Records from a data source:
(begin)
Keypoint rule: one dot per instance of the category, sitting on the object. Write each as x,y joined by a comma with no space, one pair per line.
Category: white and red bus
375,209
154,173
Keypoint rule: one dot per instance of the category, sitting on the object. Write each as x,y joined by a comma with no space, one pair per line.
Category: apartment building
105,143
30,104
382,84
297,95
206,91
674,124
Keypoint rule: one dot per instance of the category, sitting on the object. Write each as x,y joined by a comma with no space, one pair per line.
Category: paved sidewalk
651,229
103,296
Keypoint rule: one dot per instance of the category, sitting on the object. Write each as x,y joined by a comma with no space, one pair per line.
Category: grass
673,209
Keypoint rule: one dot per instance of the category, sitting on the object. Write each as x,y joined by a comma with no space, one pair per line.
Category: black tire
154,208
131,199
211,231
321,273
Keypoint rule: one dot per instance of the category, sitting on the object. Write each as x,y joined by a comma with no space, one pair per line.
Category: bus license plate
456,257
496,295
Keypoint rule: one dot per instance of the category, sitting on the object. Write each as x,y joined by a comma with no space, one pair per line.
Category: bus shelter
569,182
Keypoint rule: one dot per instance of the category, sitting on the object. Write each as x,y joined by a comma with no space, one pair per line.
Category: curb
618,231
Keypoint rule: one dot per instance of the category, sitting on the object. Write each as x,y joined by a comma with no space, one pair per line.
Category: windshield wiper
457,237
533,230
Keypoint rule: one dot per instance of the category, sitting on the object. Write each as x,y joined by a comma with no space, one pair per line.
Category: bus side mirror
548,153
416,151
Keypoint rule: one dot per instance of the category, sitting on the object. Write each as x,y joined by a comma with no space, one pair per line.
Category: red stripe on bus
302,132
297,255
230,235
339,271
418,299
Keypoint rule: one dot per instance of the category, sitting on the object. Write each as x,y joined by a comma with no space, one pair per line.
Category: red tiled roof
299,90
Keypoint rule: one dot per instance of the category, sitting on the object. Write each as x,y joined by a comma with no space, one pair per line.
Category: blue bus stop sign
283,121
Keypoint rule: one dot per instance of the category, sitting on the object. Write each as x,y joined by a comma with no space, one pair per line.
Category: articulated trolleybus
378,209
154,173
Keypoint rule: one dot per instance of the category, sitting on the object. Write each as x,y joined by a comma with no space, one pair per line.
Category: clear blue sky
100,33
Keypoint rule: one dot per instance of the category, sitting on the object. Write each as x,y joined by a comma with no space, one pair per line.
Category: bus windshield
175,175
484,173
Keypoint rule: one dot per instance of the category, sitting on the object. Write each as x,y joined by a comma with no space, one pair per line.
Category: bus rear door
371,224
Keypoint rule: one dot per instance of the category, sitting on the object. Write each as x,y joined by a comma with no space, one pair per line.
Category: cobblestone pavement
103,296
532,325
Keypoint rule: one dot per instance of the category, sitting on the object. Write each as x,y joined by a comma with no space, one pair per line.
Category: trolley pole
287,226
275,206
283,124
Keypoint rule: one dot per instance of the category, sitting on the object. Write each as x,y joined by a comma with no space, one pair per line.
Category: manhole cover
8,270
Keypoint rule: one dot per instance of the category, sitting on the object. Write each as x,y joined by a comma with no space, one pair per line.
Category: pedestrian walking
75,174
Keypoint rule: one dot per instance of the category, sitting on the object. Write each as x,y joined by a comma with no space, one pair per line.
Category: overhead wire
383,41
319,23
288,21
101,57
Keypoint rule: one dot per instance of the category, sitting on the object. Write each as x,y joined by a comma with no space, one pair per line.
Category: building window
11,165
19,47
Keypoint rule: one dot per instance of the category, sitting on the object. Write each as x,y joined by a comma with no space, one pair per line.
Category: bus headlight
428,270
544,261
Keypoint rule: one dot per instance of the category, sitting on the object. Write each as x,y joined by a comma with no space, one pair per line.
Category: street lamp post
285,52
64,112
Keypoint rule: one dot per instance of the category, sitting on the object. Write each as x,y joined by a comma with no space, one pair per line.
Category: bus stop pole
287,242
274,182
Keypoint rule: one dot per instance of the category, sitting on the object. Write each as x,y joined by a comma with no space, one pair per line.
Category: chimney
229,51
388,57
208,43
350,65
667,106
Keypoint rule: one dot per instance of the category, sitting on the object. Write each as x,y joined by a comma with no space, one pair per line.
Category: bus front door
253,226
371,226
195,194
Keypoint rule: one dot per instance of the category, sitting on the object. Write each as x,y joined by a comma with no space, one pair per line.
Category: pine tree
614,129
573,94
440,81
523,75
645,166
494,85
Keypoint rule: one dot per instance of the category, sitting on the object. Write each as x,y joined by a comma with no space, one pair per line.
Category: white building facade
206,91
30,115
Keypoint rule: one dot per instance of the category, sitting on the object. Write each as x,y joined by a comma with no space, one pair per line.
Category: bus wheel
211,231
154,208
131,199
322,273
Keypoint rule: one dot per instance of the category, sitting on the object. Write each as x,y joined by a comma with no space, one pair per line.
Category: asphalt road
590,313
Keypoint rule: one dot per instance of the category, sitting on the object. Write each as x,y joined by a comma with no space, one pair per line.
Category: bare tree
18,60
(end)
**Exercise description**.
List every line in the listing above that contains the string "stop". Treat uppercase and lowercase letters as different.

**Solution to this problem**.
Category: blue bus stop sign
Category: bus stop pole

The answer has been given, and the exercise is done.